What to work on » Turn every line of the entries below into a Markdown table with the columns Row and Line, numbering the rows and skipping blank lines. Omit the pictures from the table.

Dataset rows

==========

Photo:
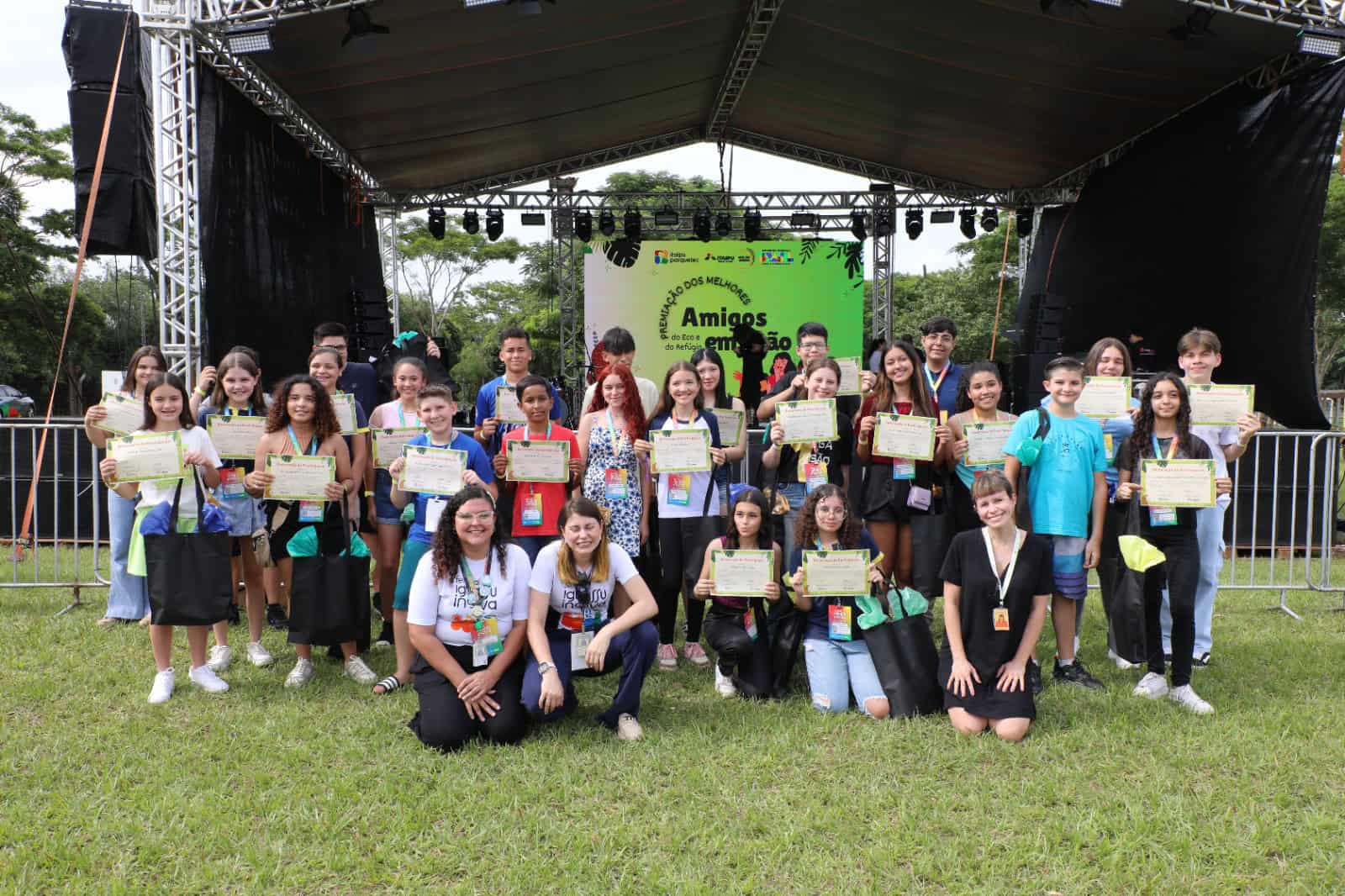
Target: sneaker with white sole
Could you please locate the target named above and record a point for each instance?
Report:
(206, 678)
(300, 674)
(259, 656)
(1188, 698)
(723, 683)
(219, 656)
(356, 669)
(161, 689)
(1152, 687)
(627, 728)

==========

Correct answer »
| Row | Line |
|---|---|
| 1 | Photo: |
| 2 | Target: sneaker with white sole |
| 3 | Could you please locate the target named above and record a point for each instance? |
| 4 | Report: |
| 5 | (206, 678) |
| 6 | (300, 674) |
| 7 | (259, 656) |
| 8 | (1188, 698) |
| 9 | (723, 683) |
| 10 | (219, 656) |
| 11 | (356, 669) |
| 12 | (161, 689) |
| 13 | (1152, 687) |
| 14 | (627, 728) |